◆ DIRECTIVE
Below are records; reproduce exactly the lines from the one containing "submerged pole in the photo above." through the end, both included, and only those.

[Image point annotation entries]
————

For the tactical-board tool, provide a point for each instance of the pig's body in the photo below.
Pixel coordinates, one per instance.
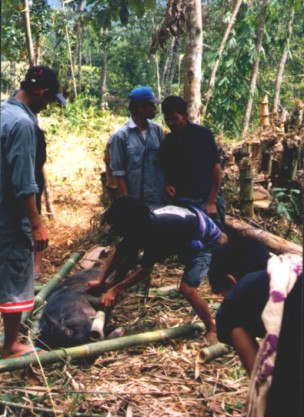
(68, 315)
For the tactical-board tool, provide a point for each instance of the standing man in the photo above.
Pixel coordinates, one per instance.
(191, 161)
(158, 234)
(135, 151)
(21, 228)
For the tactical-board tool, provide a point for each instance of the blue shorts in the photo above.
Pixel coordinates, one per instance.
(243, 306)
(16, 276)
(196, 267)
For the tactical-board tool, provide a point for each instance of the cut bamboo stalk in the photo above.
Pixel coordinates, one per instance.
(54, 281)
(246, 188)
(274, 243)
(264, 112)
(47, 289)
(98, 348)
(212, 352)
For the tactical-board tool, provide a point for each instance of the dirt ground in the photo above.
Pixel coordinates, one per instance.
(155, 379)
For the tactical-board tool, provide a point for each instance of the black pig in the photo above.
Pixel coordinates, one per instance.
(69, 312)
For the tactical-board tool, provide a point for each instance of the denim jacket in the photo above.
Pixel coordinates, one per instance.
(138, 160)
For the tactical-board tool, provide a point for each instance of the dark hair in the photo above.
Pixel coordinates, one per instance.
(173, 104)
(239, 257)
(128, 215)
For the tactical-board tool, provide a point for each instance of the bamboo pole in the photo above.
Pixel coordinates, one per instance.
(274, 243)
(212, 352)
(246, 188)
(264, 112)
(49, 287)
(54, 281)
(98, 348)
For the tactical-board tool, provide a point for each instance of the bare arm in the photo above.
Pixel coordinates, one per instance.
(215, 186)
(39, 232)
(122, 185)
(108, 299)
(113, 262)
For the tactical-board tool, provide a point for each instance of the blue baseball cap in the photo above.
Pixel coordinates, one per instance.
(143, 94)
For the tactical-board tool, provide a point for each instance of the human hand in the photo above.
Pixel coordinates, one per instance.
(170, 190)
(92, 284)
(108, 299)
(210, 209)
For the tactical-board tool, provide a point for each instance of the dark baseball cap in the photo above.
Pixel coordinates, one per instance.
(41, 77)
(143, 94)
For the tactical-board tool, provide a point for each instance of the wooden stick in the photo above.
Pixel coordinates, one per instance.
(95, 349)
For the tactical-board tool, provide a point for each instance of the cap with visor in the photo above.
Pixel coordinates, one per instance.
(43, 79)
(143, 94)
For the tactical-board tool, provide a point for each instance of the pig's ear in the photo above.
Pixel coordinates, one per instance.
(58, 327)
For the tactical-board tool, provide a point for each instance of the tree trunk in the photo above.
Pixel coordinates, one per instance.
(13, 77)
(279, 77)
(219, 55)
(193, 59)
(28, 31)
(37, 50)
(274, 243)
(172, 66)
(79, 36)
(103, 80)
(255, 68)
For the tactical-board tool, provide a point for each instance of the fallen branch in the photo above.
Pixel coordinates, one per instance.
(274, 243)
(95, 349)
(54, 281)
(47, 411)
(47, 289)
(211, 352)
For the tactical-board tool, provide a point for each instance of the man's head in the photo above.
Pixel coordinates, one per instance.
(143, 102)
(174, 109)
(42, 86)
(128, 216)
(232, 260)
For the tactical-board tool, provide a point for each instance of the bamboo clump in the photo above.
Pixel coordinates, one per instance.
(98, 348)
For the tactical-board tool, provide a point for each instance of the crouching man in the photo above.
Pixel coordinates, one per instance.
(263, 299)
(163, 232)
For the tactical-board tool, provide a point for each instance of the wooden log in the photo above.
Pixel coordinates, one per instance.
(54, 281)
(98, 348)
(212, 352)
(274, 243)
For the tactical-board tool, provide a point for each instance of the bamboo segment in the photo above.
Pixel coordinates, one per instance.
(264, 112)
(212, 352)
(246, 188)
(95, 349)
(54, 281)
(274, 243)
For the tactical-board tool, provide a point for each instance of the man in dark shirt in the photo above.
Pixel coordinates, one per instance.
(191, 161)
(160, 233)
(255, 285)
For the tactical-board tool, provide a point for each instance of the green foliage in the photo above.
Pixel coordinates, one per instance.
(123, 30)
(287, 203)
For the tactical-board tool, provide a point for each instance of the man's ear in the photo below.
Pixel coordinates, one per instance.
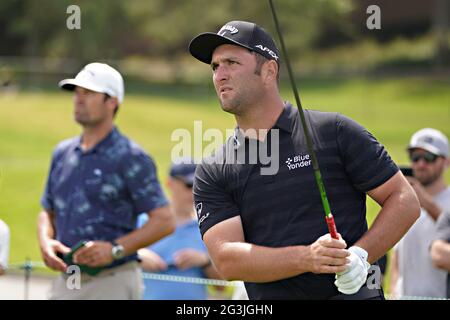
(112, 102)
(270, 71)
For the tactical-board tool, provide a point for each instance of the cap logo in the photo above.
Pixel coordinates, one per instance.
(270, 52)
(226, 28)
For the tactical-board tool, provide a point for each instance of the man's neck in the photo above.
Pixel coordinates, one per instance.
(263, 116)
(93, 135)
(436, 187)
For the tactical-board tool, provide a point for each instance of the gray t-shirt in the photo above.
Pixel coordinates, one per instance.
(417, 275)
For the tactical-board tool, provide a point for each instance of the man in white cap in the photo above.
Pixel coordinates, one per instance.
(97, 185)
(412, 269)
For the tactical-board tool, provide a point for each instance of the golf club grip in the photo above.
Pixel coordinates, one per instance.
(332, 226)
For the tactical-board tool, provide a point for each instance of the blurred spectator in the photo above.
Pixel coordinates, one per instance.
(4, 246)
(440, 248)
(412, 270)
(97, 185)
(182, 253)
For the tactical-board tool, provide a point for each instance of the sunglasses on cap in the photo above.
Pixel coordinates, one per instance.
(427, 156)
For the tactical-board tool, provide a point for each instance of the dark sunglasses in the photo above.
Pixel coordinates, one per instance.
(427, 156)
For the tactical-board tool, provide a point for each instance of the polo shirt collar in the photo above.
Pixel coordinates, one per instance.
(284, 122)
(103, 144)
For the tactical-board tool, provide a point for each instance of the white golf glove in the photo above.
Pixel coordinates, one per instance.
(352, 279)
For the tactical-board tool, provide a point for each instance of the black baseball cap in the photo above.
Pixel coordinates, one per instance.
(242, 33)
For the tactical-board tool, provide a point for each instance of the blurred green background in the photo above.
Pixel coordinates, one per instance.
(393, 81)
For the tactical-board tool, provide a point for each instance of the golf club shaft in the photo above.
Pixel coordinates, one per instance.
(326, 206)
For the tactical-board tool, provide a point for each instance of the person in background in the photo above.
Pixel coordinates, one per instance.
(97, 185)
(412, 270)
(183, 252)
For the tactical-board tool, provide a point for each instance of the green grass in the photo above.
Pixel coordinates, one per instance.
(31, 123)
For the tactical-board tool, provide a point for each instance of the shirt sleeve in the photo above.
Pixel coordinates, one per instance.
(47, 197)
(142, 182)
(366, 161)
(443, 226)
(213, 202)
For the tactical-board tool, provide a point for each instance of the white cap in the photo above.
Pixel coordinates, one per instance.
(97, 77)
(431, 140)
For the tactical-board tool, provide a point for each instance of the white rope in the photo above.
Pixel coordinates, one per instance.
(30, 265)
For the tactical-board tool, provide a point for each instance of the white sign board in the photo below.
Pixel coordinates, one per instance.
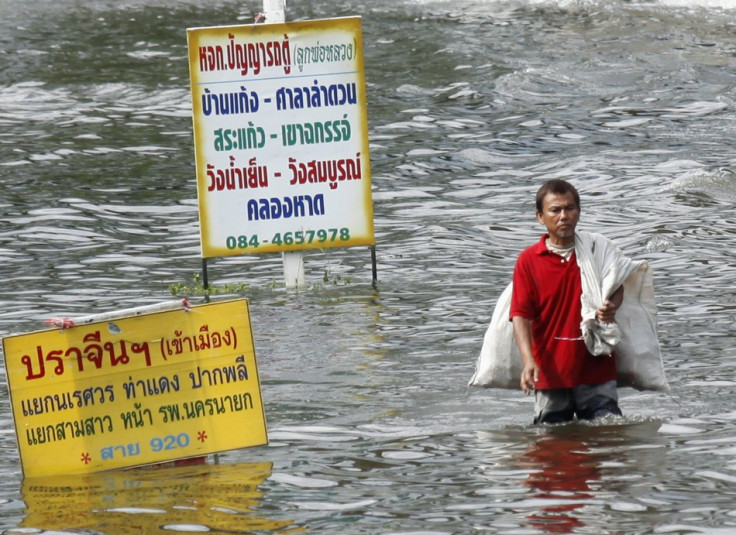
(281, 137)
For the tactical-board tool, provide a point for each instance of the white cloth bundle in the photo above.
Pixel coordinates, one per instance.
(603, 268)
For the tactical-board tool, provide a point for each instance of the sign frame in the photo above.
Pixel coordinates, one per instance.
(134, 390)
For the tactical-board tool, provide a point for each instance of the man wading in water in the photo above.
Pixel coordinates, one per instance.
(566, 378)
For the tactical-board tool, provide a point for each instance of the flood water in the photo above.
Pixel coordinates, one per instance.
(472, 105)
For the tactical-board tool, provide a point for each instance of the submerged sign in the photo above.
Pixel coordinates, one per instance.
(281, 137)
(136, 390)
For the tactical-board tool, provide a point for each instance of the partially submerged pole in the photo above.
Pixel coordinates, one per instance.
(275, 11)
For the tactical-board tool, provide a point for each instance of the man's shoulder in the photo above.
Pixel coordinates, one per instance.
(535, 248)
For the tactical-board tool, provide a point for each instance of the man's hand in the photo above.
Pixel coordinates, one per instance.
(607, 312)
(529, 377)
(523, 337)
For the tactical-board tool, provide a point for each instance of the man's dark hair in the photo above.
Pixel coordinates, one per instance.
(559, 187)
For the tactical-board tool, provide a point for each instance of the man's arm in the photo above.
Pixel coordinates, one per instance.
(607, 312)
(523, 337)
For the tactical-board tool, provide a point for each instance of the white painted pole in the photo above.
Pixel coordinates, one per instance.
(275, 11)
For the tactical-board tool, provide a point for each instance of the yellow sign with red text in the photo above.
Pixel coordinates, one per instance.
(137, 390)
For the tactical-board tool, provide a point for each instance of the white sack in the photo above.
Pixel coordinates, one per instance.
(638, 358)
(499, 363)
(603, 268)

————

◆ SOLUTION TO THIS PROBLEM
For the tactical-board tool, provide a point for each instance of the partially submerged pole in the photo above.
Pixel coordinates, one per instance.
(275, 11)
For the tactical-board tool, provide a point for each instance of the man's shoulder in the photo above.
Pixel coordinates, one per instance.
(535, 248)
For the tactical-board tool, provide a point for each instance of the man's hand in the photo above.
Pixel coordinates, one per instance.
(607, 312)
(529, 377)
(523, 337)
For the tactical-board tool, provide a point for each instance of the man's dark hair in the photo above.
Pixel coordinates, one per instance.
(559, 187)
For the tactical-board tool, provide a point for each instance of the man's arm in the photo above.
Pixel coordinates, one per instance.
(607, 312)
(523, 337)
For the tactical-board tool, provide a point for each instance of the white painted pole in the photo above.
Pixel coordinates, one per instance.
(275, 11)
For the tactical-board tool, provide a point for each instance of the yellow sign with red text in the photo above.
Pixel coordinates, one per instance.
(137, 390)
For the tactical-board tool, provide a point for each instance of the white sack in the photo above.
Pixel coordinates, one per instance.
(638, 358)
(499, 363)
(603, 268)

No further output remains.